Kumpulan Latihan:
- A) Perbarui bagian teks bacaan mulai dari "Hal serupa juga" sampai dengan "sebagai konsumsi semata-mata.". Ganti "pendidikan" dengan "edukasi".
- B) Tentukan apakah setiap pernyataan berikut sesuai dengan teks bacaan. Jawab ya atau tidak, lalu kutip kata-kata dari teks bacaan yang menjadi dasarnya.
(i) Analisis rate of return di Indonesia lebih banyak dilakukan di daerah perkotaan.
(ii) Pengeluaran untuk pendidikan dipandang sebagai konsumsi semata-mata.
(iii) Social rate of return pada umumnya rendah.
- C) Sebutkan semua studi tentang rate of return di Indonesia yang disebutkan dalam teks bacaan, lengkap dengan tahunnya.

═══ Teks Bacaan

Hal serupa juga dilakukan oleh Kaser (1966), Anderson (1963), Wheeler (1980), Marris (1982), Jamison dan Lau (1982), Earterlin (1981), Psacharopoulos (1985) yang semuanya menghasilkan kesimpulan yang sama yaitu ada hubungan antara pertumbuhan ekonomi dengan perkembangan pendidikan.
Tingkat balik (rate of return) dari upaya pengembangan sumber daya manusia memang cenderung lebih tinggi dibanding nilai balik terhadap upaya penanaman kapital atau modal fisik, tetapi tingkat pendidikan mana dan keterampilan macam apa yang lebih banyak memberi kontribusi terhadap pertumbuhan dan perkembangan belum terungkap seluruhnya. Walau begitu pengeluaran untuk pendidikan harus diperhitungkan sebagai investasi yang produktif dan bukan sebagai konsumsi semata-mata.
Analisis Rate of Return di Indonesia
Belum cukup banyak analisis rate of return yang dilakukan di Indonesia. Dari beberapa sumber yang ada disebutkan beberapa studi tentang hal tersebut seperti yang dilakukan oleh Payaman (1981), Psacharopoulos (1977, 1978), David Clark (1983), McMahon (1989), dan Educational Sector Review (1985) dengan menggunakan data Sakernas 1983. Analisis-analisis rate of return dilakukan lebih banyak di daerah perkotaan.
Dari studi-studi tersebut diperoleh gambaran regularitas yang dapat dijadikan sebagai acuan dalam menggunakan model ini pada masa yang akan datang, sebagai berikut:
Pertama, social rate of return pada umumnya cukup tinggi. Hal ini menunjukkan bahwa pendidikan masih merupakan suatu investasi yang menguntungkan bagi pertumbuhan ekonomi dan kemampuhasilan (produktivitas) nasional.

══════
═══ Daftar Data

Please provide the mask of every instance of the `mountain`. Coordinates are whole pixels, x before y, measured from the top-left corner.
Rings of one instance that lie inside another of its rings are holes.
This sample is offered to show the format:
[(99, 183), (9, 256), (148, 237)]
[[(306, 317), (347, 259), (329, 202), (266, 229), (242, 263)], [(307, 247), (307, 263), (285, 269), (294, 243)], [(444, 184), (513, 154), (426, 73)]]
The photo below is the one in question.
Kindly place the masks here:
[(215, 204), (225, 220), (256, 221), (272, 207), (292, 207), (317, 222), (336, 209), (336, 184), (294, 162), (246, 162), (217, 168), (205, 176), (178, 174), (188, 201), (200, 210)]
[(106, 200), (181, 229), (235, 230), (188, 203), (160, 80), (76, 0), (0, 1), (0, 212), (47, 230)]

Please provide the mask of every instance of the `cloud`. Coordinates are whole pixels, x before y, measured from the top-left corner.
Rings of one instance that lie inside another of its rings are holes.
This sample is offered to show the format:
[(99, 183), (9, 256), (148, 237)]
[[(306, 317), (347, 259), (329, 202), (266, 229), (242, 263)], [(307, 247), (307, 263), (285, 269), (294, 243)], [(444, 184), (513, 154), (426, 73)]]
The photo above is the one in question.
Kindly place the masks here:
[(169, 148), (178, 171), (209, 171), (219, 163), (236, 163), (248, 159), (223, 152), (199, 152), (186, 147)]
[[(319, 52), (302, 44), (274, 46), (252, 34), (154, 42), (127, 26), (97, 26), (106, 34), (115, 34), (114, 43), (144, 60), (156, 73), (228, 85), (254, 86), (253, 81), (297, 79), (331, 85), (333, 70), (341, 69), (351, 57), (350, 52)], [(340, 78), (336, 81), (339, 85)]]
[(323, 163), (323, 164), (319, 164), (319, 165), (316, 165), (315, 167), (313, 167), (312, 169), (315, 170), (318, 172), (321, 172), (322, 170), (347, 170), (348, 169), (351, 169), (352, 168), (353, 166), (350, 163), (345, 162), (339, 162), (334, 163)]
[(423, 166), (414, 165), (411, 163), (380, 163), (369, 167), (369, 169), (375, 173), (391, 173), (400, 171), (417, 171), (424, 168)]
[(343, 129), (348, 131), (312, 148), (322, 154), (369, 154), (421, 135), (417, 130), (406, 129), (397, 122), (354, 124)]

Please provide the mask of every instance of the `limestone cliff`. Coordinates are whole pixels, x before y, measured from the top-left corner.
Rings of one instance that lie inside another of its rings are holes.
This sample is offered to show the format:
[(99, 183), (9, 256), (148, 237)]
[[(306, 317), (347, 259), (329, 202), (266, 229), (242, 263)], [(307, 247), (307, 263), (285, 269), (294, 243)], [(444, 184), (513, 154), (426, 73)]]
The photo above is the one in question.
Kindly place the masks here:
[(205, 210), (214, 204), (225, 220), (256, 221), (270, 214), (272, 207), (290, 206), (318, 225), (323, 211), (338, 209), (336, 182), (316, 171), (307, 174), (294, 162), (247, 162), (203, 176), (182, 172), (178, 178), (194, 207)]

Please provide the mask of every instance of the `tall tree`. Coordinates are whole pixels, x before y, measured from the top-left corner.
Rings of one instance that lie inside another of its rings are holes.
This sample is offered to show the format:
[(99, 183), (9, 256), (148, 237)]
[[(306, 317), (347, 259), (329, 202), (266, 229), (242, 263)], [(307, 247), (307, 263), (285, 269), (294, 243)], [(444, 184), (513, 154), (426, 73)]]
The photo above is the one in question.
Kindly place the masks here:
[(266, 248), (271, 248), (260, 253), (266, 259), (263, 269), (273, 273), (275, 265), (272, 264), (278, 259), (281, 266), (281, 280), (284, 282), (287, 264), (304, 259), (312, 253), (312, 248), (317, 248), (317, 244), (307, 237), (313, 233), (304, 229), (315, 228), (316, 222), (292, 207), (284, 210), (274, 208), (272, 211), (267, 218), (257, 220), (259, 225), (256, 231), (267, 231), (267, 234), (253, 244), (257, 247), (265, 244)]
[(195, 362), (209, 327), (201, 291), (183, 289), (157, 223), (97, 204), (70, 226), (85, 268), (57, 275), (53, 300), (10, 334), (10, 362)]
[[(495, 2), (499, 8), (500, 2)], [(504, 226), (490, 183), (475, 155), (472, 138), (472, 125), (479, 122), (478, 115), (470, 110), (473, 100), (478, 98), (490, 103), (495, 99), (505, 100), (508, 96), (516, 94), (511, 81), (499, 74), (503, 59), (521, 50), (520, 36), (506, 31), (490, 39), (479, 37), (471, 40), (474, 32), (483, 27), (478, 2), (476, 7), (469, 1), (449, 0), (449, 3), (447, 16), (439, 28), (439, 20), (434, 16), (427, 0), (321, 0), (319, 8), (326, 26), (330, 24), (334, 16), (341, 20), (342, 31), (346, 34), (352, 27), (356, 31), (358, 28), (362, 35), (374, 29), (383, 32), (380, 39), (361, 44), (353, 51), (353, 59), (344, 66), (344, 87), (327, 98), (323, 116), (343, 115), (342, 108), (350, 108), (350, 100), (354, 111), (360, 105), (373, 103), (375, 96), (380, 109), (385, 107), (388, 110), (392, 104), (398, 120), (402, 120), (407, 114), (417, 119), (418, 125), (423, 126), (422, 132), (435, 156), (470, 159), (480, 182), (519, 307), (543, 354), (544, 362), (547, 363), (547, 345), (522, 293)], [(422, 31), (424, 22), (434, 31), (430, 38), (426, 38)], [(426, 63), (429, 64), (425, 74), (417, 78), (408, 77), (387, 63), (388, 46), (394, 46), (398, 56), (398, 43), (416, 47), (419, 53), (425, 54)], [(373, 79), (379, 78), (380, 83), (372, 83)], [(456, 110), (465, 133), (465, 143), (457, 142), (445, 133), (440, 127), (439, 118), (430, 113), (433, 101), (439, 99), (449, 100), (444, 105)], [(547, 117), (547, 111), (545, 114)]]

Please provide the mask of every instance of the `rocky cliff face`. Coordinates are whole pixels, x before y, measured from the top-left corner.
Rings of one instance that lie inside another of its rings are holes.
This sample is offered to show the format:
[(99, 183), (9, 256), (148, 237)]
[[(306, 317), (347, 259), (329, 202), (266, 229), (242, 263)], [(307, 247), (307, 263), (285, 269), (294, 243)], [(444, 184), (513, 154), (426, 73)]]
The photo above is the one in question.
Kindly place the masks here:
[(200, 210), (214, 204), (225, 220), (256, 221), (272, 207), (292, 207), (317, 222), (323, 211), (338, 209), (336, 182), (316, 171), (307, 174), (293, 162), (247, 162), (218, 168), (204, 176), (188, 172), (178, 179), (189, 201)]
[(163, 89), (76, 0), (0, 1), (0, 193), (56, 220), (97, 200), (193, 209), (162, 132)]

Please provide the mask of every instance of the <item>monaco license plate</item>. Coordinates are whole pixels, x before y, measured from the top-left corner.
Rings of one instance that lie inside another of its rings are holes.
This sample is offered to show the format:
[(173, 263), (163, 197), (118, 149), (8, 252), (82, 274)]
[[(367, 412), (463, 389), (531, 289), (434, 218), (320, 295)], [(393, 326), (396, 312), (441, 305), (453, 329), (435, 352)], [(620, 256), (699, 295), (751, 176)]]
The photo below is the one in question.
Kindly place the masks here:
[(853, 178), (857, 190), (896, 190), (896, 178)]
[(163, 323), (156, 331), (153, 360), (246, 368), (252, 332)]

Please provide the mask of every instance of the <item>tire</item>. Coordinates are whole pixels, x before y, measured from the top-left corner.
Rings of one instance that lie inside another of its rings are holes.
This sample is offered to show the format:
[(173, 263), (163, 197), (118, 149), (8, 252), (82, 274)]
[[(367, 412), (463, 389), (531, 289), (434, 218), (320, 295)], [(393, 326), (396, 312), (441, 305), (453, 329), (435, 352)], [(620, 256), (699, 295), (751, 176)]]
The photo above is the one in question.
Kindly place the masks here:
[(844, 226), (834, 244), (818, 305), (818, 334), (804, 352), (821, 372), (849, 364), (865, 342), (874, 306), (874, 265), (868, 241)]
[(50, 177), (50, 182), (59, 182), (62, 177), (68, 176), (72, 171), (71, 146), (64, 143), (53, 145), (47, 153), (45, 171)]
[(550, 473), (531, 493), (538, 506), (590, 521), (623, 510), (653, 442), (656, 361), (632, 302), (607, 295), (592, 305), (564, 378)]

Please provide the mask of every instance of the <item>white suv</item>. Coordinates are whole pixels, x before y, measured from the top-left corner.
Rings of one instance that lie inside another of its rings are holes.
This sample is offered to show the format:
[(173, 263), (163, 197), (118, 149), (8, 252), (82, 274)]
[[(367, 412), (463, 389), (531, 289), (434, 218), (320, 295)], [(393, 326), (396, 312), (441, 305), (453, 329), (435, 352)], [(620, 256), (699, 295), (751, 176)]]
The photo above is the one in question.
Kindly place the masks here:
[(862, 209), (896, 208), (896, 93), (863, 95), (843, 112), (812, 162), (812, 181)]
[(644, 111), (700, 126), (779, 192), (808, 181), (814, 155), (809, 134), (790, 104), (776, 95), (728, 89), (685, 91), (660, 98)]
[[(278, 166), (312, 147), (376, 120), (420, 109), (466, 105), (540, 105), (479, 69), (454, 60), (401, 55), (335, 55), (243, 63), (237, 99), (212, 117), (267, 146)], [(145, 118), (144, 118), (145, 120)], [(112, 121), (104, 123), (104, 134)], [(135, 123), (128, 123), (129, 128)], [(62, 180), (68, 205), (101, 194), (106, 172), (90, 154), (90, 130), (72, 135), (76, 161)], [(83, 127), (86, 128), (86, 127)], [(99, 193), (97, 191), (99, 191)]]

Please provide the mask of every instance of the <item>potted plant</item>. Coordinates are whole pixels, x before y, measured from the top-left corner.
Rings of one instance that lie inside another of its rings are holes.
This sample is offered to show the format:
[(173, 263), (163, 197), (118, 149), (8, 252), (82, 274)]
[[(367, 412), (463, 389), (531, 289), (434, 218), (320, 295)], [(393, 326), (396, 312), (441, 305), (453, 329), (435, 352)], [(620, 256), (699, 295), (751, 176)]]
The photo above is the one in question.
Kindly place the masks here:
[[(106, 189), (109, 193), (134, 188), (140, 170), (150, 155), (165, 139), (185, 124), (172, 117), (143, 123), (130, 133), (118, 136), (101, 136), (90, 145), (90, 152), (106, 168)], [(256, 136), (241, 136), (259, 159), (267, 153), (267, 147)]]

══════

Jawaban Lengkap:
- A)
Hal serupa juga dilakukan oleh Kaser (1966), Anderson (1963), Wheeler (1980), Marris (1982), Jamison dan Lau (1982), Earterlin (1981), Psacharopoulos (1985) yang semuanya menghasilkan kesimpulan yang sama yaitu ada hubungan antara pertumbuhan ekonomi dengan perkembangan edukasi.
Tingkat balik (rate of return) dari upaya pengembangan sumber daya manusia memang cenderung lebih tinggi dibanding nilai balik terhadap upaya penanaman kapital atau modal fisik, tetapi tingkat edukasi mana dan keterampilan macam apa yang lebih banyak memberi kontribusi terhadap pertumbuhan dan perkembangan belum terungkap seluruhnya. Walau begitu pengeluaran untuk edukasi harus diperhitungkan sebagai investasi yang produktif dan bukan sebagai konsumsi semata-mata.

- B)
(i) Ya: "Analisis-analisis rate of return dilakukan lebih banyak di daerah perkotaan."
(ii) Tidak: "pengeluaran untuk pendidikan harus diperhitungkan sebagai investasi yang produktif dan bukan sebagai konsumsi semata-mata."
(iii) Tidak: "social rate of return pada umumnya cukup tinggi."

- C)
- Payaman (1981)
- Psacharopoulos (1977, 1978)
- David Clark (1983)
- McMahon (1989)
- Educational Sector Review (1985)